> Reading text:
________

One suggestion I have is a is_value_pointer() method, for normal stuff it would be invisible but a program to edit it could show a symbol or something to communicate that the data isnt actually stored there.

The idea is that after the root items could be some extra space that is reserved for pointer values. This could be used in such a way that a more advanced engine could make changes without the need to shift everything over for every change.

// -- snip --

If b[1] was to be changed to "cheese". We could instead add data to the end of the file and put a pointer where it should have been.

Or, in this case, even better is you could use the reserved space from the previous value to keep it inline without needing to shuffle anything.

At any point, the data could be defragmented into a more clean form.

It feels like we are inventing a filesystem at this point lol.

Though with this example, "cheese" could probably have fit in the list by using the reserved space--This would of course require a relatively complex engine to make work, but I think is good to plan for either way.

Ahh you saw that too. For simple cases like this I think it would be relatively simple.

if new_value.len() == old_value.len() { /* slot it */ }

if new_value.len() > old_value.len()
{
    // this is the only addition
    if (new_value.left_pad_size() + old_value.len()) >= new_value.len()
    {
       /* Slot */
       return;
    }

    heap_alloc();
}

And this sort of I/O optimization shouldn't happen unless more than some number of sectors will need to be altered; such as with a small change at the beginning of a 1GB file.

If we need to do more searching yeah, but if its just looking at the value lengths and the padding it had before I think its something that should be done always.

From there the format is self describing so you can backtrack a bit to ensure its the start of an object.

One of the problems with this format, which is in its nature is that it is only forward self-describing. Looking forward through a file, I can find each and every item, but when moving backwards, you can't be sure if you are at the start of an item, or in the middle of a recursive mark, or in some random binary data that looks like a mark.

________

> To do:
1) Copy the passage of the file-format discussion between "heap_alloc();" and "be done always.", inclusive, and rename "sectors" to "blocks" in it.
2) Carry the discussion of the binary file format forward from its last sentence.

[Items from a dataset]
________

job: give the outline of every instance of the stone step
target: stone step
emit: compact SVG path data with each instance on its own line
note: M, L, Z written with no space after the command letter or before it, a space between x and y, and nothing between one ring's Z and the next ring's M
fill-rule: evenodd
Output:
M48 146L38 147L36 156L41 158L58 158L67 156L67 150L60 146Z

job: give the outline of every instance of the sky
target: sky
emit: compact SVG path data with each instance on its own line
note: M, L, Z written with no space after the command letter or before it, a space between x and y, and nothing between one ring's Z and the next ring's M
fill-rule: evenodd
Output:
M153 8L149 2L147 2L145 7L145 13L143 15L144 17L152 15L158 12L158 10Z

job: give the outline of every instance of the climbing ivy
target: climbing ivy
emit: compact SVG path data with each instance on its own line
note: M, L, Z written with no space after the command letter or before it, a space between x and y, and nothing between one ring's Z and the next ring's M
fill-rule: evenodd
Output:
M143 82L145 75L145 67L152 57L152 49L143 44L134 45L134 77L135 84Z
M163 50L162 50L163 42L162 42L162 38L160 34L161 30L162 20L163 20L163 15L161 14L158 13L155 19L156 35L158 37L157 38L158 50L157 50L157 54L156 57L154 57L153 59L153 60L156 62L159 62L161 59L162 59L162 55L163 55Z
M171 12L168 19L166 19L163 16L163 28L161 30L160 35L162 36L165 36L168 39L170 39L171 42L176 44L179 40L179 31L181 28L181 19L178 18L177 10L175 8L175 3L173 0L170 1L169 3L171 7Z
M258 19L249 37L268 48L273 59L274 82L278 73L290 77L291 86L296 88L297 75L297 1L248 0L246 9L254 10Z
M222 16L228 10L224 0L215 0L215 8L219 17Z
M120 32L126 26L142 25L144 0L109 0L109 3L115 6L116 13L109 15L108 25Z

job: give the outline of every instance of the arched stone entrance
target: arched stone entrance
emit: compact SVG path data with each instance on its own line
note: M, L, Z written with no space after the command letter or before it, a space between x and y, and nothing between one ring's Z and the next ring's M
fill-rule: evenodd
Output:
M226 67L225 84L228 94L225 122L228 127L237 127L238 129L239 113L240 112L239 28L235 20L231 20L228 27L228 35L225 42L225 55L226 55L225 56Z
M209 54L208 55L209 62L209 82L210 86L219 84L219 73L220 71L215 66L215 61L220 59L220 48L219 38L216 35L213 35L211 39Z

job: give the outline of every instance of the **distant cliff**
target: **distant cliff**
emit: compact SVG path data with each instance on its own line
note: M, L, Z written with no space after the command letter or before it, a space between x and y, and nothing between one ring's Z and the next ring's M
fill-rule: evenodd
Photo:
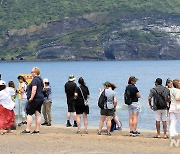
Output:
M142 11L85 13L8 29L1 60L180 59L180 14Z

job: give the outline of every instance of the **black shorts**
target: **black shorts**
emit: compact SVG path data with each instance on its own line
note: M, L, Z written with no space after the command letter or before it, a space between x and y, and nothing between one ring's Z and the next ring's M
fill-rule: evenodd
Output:
M101 109L101 115L113 116L114 115L114 109Z
M76 114L89 114L89 106L85 106L84 104L83 105L76 105Z
M68 103L67 105L68 105L68 112L76 112L74 102Z
M33 115L36 111L41 113L42 104L43 104L43 100L27 102L26 114Z

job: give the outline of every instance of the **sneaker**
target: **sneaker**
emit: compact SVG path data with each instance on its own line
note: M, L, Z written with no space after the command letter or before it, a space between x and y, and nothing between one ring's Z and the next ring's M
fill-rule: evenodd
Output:
M51 123L48 123L46 126L51 126Z
M76 134L81 134L81 131L80 131L80 130L78 130L78 131L76 132Z
M133 137L136 137L136 136L139 136L139 135L140 135L140 132L138 132L138 131L132 132Z
M107 136L111 136L111 133L110 132L107 132L107 134L106 134Z
M130 132L129 132L129 136L132 136L132 134L133 134L133 131L130 131Z
M70 123L67 123L66 124L66 127L71 127L72 125Z
M73 127L77 127L77 123L74 123Z
M47 122L44 122L44 123L42 123L41 125L47 125L48 123Z
M21 134L30 134L30 131L23 130Z
M34 130L31 134L39 134L39 131Z
M122 127L117 127L116 130L121 131L121 130L122 130Z
M27 125L27 122L26 121L22 121L21 122L23 125Z

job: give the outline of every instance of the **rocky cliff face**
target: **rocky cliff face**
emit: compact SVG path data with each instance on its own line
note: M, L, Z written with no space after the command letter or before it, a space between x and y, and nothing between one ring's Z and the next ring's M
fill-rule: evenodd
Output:
M10 30L0 41L0 51L12 50L13 58L25 59L180 59L179 19L180 15L107 13L65 18Z

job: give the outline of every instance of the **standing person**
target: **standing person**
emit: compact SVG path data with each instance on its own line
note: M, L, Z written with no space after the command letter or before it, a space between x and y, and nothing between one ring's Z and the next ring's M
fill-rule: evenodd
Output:
M12 87L6 87L6 83L0 80L0 133L4 134L4 130L10 131L11 126L14 126L15 103L12 101L11 96L15 95L15 90Z
M44 88L44 102L43 102L43 108L42 113L44 117L44 123L41 125L51 126L51 105L52 105L52 94L51 94L51 86L49 84L49 81L47 78L43 79Z
M25 78L21 75L17 77L19 83L21 84L21 87L17 89L17 92L21 94L21 114L22 114L22 122L18 124L18 126L25 125L27 124L26 122L26 104L27 104L27 95L26 95L26 90L27 90L27 81Z
M76 83L75 83L76 78L74 75L70 75L68 82L66 82L64 88L65 88L65 93L66 93L66 98L67 98L67 106L68 106L68 112L67 112L67 124L66 127L71 127L70 123L70 118L71 118L71 113L74 115L74 125L73 127L77 127L76 123L76 111L75 111L75 99L74 99L74 93L76 90Z
M116 85L111 83L111 88L112 88L112 90L116 89ZM113 119L114 119L115 123L117 124L116 130L122 130L122 125L121 125L121 123L120 123L120 121L118 119L118 116L116 114L116 108L114 108Z
M160 135L160 121L163 123L164 139L168 138L167 132L167 106L170 98L170 91L168 88L162 86L162 79L157 78L155 81L155 88L150 90L148 102L150 108L154 111L156 119L157 134L155 138L161 138ZM153 98L153 105L151 99Z
M117 98L116 93L112 90L111 83L104 83L104 91L105 96L107 97L107 102L104 106L104 109L101 109L101 120L99 122L99 131L98 135L101 135L102 127L104 125L104 121L107 120L107 135L111 135L111 120L114 115L114 109L117 106Z
M85 134L88 134L88 117L87 115L89 114L89 105L87 104L87 100L89 99L89 89L86 86L84 79L82 77L79 78L78 80L79 87L76 88L75 91L75 98L76 98L76 103L75 103L75 109L76 109L76 120L77 120L77 125L78 125L78 131L77 134L81 132L81 114L83 114L83 119L84 119L84 127L85 127Z
M176 125L180 123L180 80L173 80L173 86L174 88L170 89L171 105L169 109L171 138L178 136Z
M138 115L140 112L140 104L138 99L141 97L138 88L135 86L137 82L137 78L135 76L130 76L128 80L128 86L126 87L125 94L128 91L130 97L130 104L128 104L128 112L129 112L129 128L130 128L130 136L137 136L140 134L137 129L138 124Z
M40 69L38 67L32 68L31 71L33 80L27 87L27 99L28 103L26 106L26 114L27 114L27 126L22 134L29 134L31 125L33 123L32 115L35 114L36 117L36 126L35 130L32 134L37 134L40 131L41 125L41 106L44 101L43 95L43 81L40 78Z

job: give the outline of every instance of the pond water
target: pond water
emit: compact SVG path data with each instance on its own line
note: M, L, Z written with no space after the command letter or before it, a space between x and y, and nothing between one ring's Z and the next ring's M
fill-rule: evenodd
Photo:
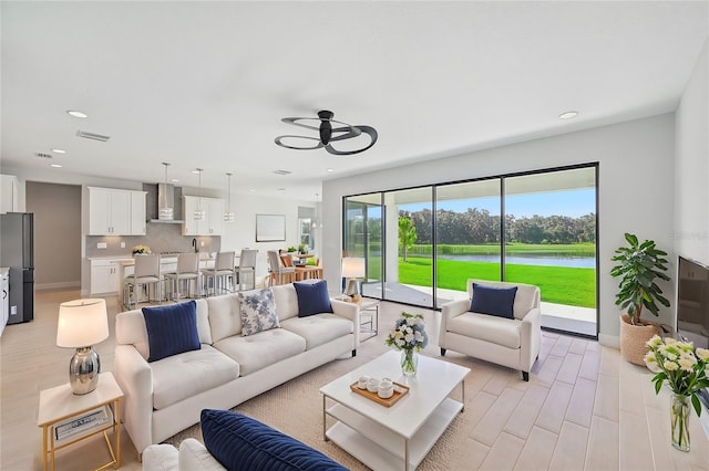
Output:
M439 259L469 262L500 263L499 255L439 255ZM505 263L520 265L569 266L574 269L595 269L594 257L555 257L555 255L507 255Z

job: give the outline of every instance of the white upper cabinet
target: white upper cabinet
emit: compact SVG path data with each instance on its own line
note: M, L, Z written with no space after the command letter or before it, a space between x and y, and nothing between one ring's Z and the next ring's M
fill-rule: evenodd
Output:
M89 187L90 236L144 236L145 192Z
M0 175L0 213L21 211L19 186L14 175Z
M131 191L131 236L145 236L145 191Z
M224 200L219 198L203 198L184 196L183 211L185 223L184 236L222 236L224 232ZM194 213L197 208L205 211L203 220L195 221Z

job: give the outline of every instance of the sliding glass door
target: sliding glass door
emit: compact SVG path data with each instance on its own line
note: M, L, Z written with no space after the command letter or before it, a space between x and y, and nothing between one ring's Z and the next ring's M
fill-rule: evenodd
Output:
M504 179L505 280L542 290L542 326L595 336L596 167Z
M381 195L371 193L345 199L343 257L361 257L367 275L362 294L382 297L383 291L383 211Z
M422 307L470 279L534 284L542 325L597 336L597 166L345 198L345 252L366 296Z
M500 208L497 178L436 187L436 307L467 296L469 279L501 280Z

________

> Outputs in order:
1)
heap_alloc();
}

And this sort of I/O optimization shouldn't happen unless more than some number of blocks will need to be altered; such as with a small change at the beginning of a 1GB file.

If we need to do more searching yeah, but if its just looking at the value lengths and the padding it had before I think its something that should be done always.

2)
I think I was meaning like backtracking, checking if it describes the next item, backtrack more, etc. That is a pretty bad approach though looking back at it. What could be done instead if check it its self descibing, if not reject it as invalid.

I'm thinking that the engine will have a cache of all known mark locations which take care of that problem.

Thats good for frquently used items or things that have shown up, but it would be a lot to parse an entire file, and then need to re-parse it using the cache to check if they line up.

ttocsneb commented 8 months ago

What is the scemea type? I agree that object seemed weird and redundent though, as it was redundent with the already redundent list and map.

Sorry, When I started making the spec, I renamed object to schema. They are the exact same type, just a different name.

Seems good! You would probably want some "END OF MAIN" marker for denoting where the main content ends and where the heap begins. Reserved data could just be all 0 bytes until the next definition. It would know its reserved space sicne its after the types run length and before the next item is defined.

I like that idea, it could either be a single mark that separates the main data from the heap or it could be a single heap item which could contain reserved data and pointer values.

I feel like with reserved data being all 0, then if there were a large section of reserved data, then we would have to iterate through it to find the next item. I think that the reserved data should be cleared to 0, but it doesn't have to be. Say if there was a large value that got moved to the heap, we would just mark the unused section as reserved so we don't have to spend time resetting the unused data.

One suggestion I have is a is_value_pointer() method, for normal stuff it would be invisible but a program to edit it could show a symbol or something to communicate that the data isnt actually stored there.

That's good, it could also be done in reverse where a program could request that an item is always stored as a pointer.

It feels like we are inventing a filesystem at this point lol.

Not only that but also a whole memory management system hahahaha. A few times, I got ideas for managing space that would involve creating a garbage collector of sorts (Reusing pointers for duplicate values, but how to go about freeing them if nothing was pointing to them anymore).

That or we are designing a json-like database system.

If we need to do more searching yeah, but if its just looking at the value lengths and the padding it had before I think its something that should be done always.

For sure, there has been lots of research about how to more efficiently structure memory. I wonder if any of that would be helpful here. I also wouldn't be surprised if this sort of thing has come up in database design, so that would also be a good place to look.

I think I was meaning like backtracking, checking if it describes the next item, backtrack more, etc. That is a pretty bad approach though looking back at it. What could be done instead if check it its self descibing, if not reject it as invalid.

I'm thinking that the engine will have a cache of all known mark locations which take care of that problem.

Thats good for frquently used items or things that have shown up, but it would be a lot to parse an entire file, and then need to re-parse it using the cache to check if they line up.

I see what you mean. I was thinking that with a cache, it would store only what it has come across rather than parsing the whole thing.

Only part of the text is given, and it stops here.